Input material:
--*--

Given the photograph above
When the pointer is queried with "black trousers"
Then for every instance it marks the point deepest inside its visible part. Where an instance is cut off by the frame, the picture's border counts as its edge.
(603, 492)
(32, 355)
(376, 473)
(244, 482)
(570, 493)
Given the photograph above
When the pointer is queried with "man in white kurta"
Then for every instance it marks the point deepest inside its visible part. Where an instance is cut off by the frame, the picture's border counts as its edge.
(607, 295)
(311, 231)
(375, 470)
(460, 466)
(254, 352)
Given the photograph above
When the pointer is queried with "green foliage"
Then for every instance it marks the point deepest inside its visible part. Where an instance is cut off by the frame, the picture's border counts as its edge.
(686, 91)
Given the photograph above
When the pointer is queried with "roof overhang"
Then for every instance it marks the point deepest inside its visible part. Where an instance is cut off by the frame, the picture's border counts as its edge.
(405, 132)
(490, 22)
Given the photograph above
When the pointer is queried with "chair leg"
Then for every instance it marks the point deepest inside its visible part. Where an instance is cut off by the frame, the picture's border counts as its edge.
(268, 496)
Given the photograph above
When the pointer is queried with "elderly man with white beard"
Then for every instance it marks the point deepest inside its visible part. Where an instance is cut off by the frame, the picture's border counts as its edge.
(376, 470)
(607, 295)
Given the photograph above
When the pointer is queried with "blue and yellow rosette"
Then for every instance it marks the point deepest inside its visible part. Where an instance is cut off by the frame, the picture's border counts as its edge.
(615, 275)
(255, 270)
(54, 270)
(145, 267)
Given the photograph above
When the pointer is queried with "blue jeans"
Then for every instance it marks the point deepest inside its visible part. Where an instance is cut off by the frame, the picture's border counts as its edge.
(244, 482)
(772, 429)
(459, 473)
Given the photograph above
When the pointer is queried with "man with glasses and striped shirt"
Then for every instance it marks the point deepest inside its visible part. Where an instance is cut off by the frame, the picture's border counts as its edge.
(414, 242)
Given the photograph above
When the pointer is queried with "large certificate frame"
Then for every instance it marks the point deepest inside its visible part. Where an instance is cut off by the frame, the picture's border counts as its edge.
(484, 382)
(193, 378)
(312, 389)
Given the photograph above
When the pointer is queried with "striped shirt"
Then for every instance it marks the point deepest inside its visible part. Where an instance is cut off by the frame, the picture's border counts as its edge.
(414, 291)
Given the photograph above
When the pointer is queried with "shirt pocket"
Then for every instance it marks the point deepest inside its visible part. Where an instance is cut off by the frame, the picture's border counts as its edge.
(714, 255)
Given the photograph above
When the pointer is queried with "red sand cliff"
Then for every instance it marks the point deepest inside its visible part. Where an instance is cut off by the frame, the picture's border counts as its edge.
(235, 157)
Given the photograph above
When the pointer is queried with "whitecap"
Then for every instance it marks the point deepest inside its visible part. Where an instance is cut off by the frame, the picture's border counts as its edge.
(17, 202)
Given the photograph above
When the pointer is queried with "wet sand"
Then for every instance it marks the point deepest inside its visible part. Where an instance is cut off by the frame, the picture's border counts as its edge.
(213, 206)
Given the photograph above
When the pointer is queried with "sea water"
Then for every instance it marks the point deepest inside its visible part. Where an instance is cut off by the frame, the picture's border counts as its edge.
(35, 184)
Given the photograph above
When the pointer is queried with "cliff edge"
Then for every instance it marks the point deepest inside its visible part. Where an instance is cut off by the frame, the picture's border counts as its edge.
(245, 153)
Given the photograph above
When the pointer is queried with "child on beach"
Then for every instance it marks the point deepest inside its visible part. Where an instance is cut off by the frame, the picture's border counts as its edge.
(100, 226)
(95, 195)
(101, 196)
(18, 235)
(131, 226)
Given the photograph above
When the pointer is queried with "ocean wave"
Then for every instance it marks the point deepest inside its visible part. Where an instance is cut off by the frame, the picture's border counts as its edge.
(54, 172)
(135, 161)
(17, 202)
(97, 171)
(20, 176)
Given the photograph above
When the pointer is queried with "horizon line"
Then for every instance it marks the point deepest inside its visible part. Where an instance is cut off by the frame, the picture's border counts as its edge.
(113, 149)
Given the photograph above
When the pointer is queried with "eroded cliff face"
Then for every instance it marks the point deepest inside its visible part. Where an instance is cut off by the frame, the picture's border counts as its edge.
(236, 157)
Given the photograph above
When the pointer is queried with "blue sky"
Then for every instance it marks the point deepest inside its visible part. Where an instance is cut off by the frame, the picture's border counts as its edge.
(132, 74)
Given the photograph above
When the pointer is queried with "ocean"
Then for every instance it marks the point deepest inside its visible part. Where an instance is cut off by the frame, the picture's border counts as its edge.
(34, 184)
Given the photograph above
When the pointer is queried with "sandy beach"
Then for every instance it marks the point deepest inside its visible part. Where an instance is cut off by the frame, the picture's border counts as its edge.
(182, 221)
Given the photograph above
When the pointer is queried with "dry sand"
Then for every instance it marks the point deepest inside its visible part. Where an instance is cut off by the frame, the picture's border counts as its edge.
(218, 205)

--*--

What needs to be done: State how many lines of the listing above contain the string "striped", matching case exactly. Reply with the number alone.

Correct result: 2